De notre correspondante
à New York
« Cette technique d'imagerie nous permet de distinguer clairement les ganglions bénins des ganglions malins et de construire des cartes tridimensionnelles afin de guider le protocole chirurgical », précise dans un communiqué le Dr Mukesh Harisinghani (Massachusetts General Hospital, Boston), premier signataire de l'étude publiée dans le « New England Journal of medicine ».
« L'approche repose sur une IRM avancée de haute résolution, une analyse détaillée assistée par ordinateur et un nouvel agent de contraste - une nanoparticule magnétique recherchant les ganglions lymphatiques », explique le Pr Ralph Weissleder, directeur du Centre de recherche d'imagerie moléculaire du Massachusetts General Hospital (MGH), qui a supervisé cette recherche. « Les aspects expérimentaux de cette technique ont été testés et validés au MGH au cours des dix dernières années et nous croyons qu'elle est tout à fait capable de changer la façon d'établir le bilan d'extension du cancer ».
Un facteur clé dans la décision
L'évolution des cancers de la prostate est très variable (longtemps asymptomatiques ou particulièrement agressifs). Il importe donc de pouvoir identifier le mieux possible les patients à risque nécessitant un traitement agressif. La présence de métastases ganglionnaires représente un facteur clé dans cette décision.
La méthode classique pour rechercher l'envahissement ganglionnaire local est la dissection des ganglions pelviens (par laparotomie ou laparoscopie). Toutefois, l'exploration est limitée aux ganglions adjacents à la prostate et les métastases peuvent apparaître dans des ganglions plus éloignés. De plus, cette approche chirurgicale est invasive et coûteuse.
Les techniques d'imagerie standard, comme l'IRM et le scanner, ne peuvent localiser que les gros ganglions, dont certains peuvent être bénins. Elles ne détectent pas les petits ganglions malins.
Harisinghani et coll. ont évalué l'IRM combinée à un nouvel agent de contraste, les nanoparticules superparamagnétiques lymphotropiques.
Une accumulation anormale des nanoparticules
Ces nanoparticules, formées d'un cœur d'oxyde de fer magnétique, sont avidement captées par les ganglions lymphatiques, où elles sont internalisées par les macrophages. Toute anomalie du flux lymphatique ou de l'architecture ganglionnaire causée par une métastase se traduit par une accumulation anormale des nanoparticules, détectée par IRM.
L'étude porte sur 80 patients avec un cancer au stade T1, T2, ou T3 (avant intervention chirurgicale), enrôlés soit au MGH de Boston, soit à l'hôpital universitaire de Nijmegen aux Pays-Bas.
Les patients ont eu une IRM abdominale, juste avant de recevoir l'injection I.V. des nanoparticules (2,6 mg de fer/kg de poids corporel), puis une seconde fois 24 heures après l'injection. Ils ont ensuite reçu le traitement standard, à savoir une résection de la prostate, pour beaucoup, et une lymphadénectomie ou une biopsie ganglionnaire.

Entrées enregistrées
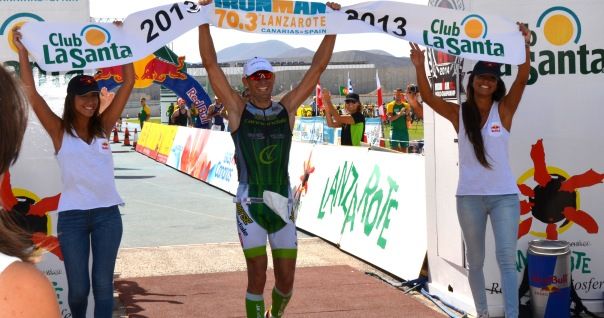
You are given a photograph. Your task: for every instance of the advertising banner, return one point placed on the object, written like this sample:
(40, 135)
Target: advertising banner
(18, 12)
(356, 200)
(220, 154)
(67, 46)
(556, 149)
(62, 46)
(165, 142)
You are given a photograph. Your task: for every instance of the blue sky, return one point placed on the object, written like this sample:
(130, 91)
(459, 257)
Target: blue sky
(187, 44)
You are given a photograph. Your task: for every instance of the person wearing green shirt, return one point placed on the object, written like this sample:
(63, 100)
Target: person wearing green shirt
(398, 113)
(261, 129)
(353, 124)
(145, 112)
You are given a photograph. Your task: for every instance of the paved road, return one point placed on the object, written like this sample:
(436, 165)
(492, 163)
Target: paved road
(167, 207)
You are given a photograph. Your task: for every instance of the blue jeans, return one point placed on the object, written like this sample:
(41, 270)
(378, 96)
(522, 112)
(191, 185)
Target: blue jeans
(504, 211)
(100, 228)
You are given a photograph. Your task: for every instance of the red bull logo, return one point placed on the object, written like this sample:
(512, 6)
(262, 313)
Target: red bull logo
(550, 281)
(158, 70)
(113, 72)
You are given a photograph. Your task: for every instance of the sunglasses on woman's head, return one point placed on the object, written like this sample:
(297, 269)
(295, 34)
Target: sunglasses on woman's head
(261, 75)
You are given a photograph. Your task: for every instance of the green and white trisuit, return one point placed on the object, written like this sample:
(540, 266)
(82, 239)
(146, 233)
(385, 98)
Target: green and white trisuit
(262, 145)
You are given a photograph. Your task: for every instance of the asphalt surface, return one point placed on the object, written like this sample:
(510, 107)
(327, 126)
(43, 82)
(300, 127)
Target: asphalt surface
(176, 225)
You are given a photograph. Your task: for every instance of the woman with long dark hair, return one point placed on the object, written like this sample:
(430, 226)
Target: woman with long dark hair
(21, 283)
(88, 208)
(486, 187)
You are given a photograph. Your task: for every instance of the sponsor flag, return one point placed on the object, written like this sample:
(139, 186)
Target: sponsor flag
(350, 89)
(319, 96)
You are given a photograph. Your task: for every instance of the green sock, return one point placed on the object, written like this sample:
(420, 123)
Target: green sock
(280, 301)
(254, 305)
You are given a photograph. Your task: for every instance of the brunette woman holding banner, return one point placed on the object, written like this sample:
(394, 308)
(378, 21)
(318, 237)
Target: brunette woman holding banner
(487, 187)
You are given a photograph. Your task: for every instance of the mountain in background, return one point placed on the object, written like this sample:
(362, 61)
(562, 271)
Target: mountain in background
(279, 51)
(245, 51)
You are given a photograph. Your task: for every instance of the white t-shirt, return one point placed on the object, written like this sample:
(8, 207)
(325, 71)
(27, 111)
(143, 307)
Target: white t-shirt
(474, 178)
(87, 174)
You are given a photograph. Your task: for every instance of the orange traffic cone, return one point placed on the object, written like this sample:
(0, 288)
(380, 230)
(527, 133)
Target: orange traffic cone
(134, 138)
(116, 138)
(127, 138)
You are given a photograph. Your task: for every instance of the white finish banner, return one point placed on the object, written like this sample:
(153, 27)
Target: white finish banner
(62, 46)
(69, 46)
(17, 12)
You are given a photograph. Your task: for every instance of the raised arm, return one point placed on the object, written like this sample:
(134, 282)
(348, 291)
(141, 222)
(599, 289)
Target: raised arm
(319, 63)
(335, 117)
(329, 109)
(113, 112)
(446, 109)
(49, 120)
(512, 99)
(231, 99)
(415, 105)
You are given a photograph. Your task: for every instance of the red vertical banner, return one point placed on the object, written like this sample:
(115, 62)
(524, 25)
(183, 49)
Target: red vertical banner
(318, 96)
(380, 102)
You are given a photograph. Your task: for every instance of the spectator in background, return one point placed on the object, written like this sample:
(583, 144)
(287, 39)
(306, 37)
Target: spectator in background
(353, 125)
(21, 284)
(145, 113)
(413, 98)
(398, 114)
(195, 121)
(181, 116)
(205, 121)
(169, 113)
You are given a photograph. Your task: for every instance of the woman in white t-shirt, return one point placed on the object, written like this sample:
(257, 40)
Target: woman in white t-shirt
(24, 291)
(89, 218)
(487, 187)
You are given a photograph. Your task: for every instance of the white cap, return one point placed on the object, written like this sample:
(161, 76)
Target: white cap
(256, 64)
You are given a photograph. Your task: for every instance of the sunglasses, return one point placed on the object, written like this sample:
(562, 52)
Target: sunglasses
(261, 75)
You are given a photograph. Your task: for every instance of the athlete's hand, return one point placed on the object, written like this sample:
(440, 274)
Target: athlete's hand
(334, 6)
(17, 38)
(526, 33)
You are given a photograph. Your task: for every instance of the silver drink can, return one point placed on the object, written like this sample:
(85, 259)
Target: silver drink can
(549, 278)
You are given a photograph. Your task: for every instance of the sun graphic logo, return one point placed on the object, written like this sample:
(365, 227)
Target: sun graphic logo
(556, 49)
(553, 198)
(30, 213)
(474, 26)
(560, 25)
(95, 35)
(19, 20)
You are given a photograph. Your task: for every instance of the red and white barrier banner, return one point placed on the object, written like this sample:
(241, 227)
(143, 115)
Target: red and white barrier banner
(65, 46)
(368, 202)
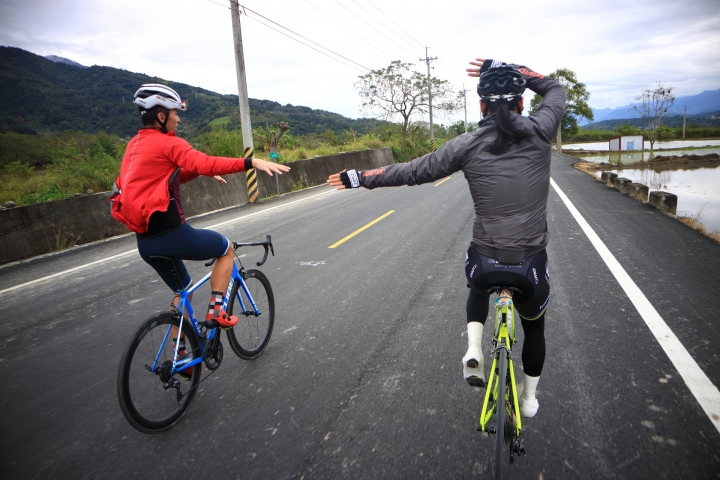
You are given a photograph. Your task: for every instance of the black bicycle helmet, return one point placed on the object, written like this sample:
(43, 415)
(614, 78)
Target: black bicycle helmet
(501, 84)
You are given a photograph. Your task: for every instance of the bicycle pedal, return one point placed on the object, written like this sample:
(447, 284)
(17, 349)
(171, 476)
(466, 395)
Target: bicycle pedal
(474, 381)
(209, 324)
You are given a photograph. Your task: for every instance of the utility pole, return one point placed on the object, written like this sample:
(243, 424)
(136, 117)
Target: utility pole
(427, 60)
(251, 175)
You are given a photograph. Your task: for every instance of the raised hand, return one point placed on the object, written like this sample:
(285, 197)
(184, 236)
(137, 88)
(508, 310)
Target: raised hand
(474, 71)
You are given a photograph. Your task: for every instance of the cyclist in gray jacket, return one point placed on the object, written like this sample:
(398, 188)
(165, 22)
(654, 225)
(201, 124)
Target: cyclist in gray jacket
(506, 163)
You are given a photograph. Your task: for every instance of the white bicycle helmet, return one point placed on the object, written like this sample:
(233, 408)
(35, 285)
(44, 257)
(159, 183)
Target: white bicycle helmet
(154, 94)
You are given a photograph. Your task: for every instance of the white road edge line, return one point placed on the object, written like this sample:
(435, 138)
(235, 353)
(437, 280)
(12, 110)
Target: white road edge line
(699, 384)
(75, 269)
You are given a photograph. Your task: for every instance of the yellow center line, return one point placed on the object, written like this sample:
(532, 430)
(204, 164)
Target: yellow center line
(360, 230)
(442, 181)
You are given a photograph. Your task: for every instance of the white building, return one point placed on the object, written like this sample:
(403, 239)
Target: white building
(627, 142)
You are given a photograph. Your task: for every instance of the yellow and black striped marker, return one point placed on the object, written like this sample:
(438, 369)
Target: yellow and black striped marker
(251, 176)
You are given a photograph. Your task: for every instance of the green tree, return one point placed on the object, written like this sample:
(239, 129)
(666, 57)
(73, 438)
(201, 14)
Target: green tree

» **ACTIVITÉ 1**
Selon le Pr Ralph Weissleder, sur quels éléments repose l'approche décrite dans l'article sur l'imagerie des ganglions dans le cancer de la prostate ? Énumérez-les tous.
» **ACTIVITÉ 2**
Modifiez un extrait de l'article sur l'imagerie des ganglions dans le cancer de la prostate en substituant « onéreuse » à « coûteuse ». Commencez aux mots « Un facteur clé dans la » et arrêtez-vous après « petits ganglions malins. ».
» **ACTIVITÉ 3**
Poursuivez l'article sur l'imagerie des ganglions dans le cancer de la prostate à partir de sa dernière phrase.

» **ZONE DE RÉPONSE 1**
- une IRM avancée de haute résolution
- une analyse détaillée assistée par ordinateur
- un nouvel agent de contraste, une nanoparticule magnétique recherchant les ganglions lymphatiques

» **ZONE DE RÉPONSE 2**
Un facteur clé dans la décision
L'évolution des cancers de la prostate est très variable (longtemps asymptomatiques ou particulièrement agressifs). Il importe donc de pouvoir identifier le mieux possible les patients à risque nécessitant un traitement agressif. La présence de métastases ganglionnaires représente un facteur clé dans cette décision.
La méthode classique pour rechercher l'envahissement ganglionnaire local est la dissection des ganglions pelviens (par laparotomie ou laparoscopie). Toutefois, l'exploration est limitée aux ganglions adjacents à la prostate et les métastases peuvent apparaître dans des ganglions plus éloignés. De plus, cette approche chirurgicale est invasive et onéreuse.
Les techniques d'imagerie standard, comme l'IRM et le scanner, ne peuvent localiser que les gros ganglions, dont certains peuvent être bénins. Elles ne détectent pas les petits ganglions malins.

» **ZONE DE RÉPONSE 3**
Les résultats d'imagerie ont été corrélés aux observations histopathologiques. Sur 334 ganglions étudiés chez les 80 patients, 271 étaient bénins et 63 (19 %), chez 33 patients (41 %), contenaient des métastases à l'examen histopathologique.
Sur ces 63 ganglions malins, 72 % étaient trop petits pour être identifiés par les techniques d'imagerie standard.
Spécificité de 96 %
En revanche, l'IRM associée aux nanoparticules magnétiques a identifié tous les patients porteurs de métastases ganglionnaires (sensibilité de 100 % comparée à 45 % pour l'IRM standard) et produit des faux positifs chez seulement 4 % des patients (spécificité de 96 %).
« La haute précision et la nature moins invasive de cette méthode nous permettront de mieux établir le stade du cancer de la prostate chez nos patients », observe le Dr Tabatabaei, membre de l'équipe. « Cette technique pourrait bouleverser le diagnostic et le traitement du cancer de la prostate et probablement d'autres cancers génito-urinaires ».
Une vaste étude contrôlée est nécessaire pour comparer l'impact sur les patients et le coût de cette technique par rapport à l'exploration chirurgicale. Le coût devrait être réduit.
L'approche pourrait être appliquée à divers cancers comme le notent dans un article Koh et coll. (Royal Marsden Hospital, Sutton, Royaume-Uni) qui évaluent la technique dans le cancer rectal. Ils soulignent toutefois que sa sensibilité baisse pour des ganglions de moins de 5 mm.
Les nanoparticules sont actuellement en évaluation afin de recevoir l'autorisation de la FDA. A terme, elles pourraient même être exploitées pour délivrer le traitement anticancéreux directement dans les métastases.
« New England Journal of Medicine », 19 juin 2003, pp. 2491, 2487.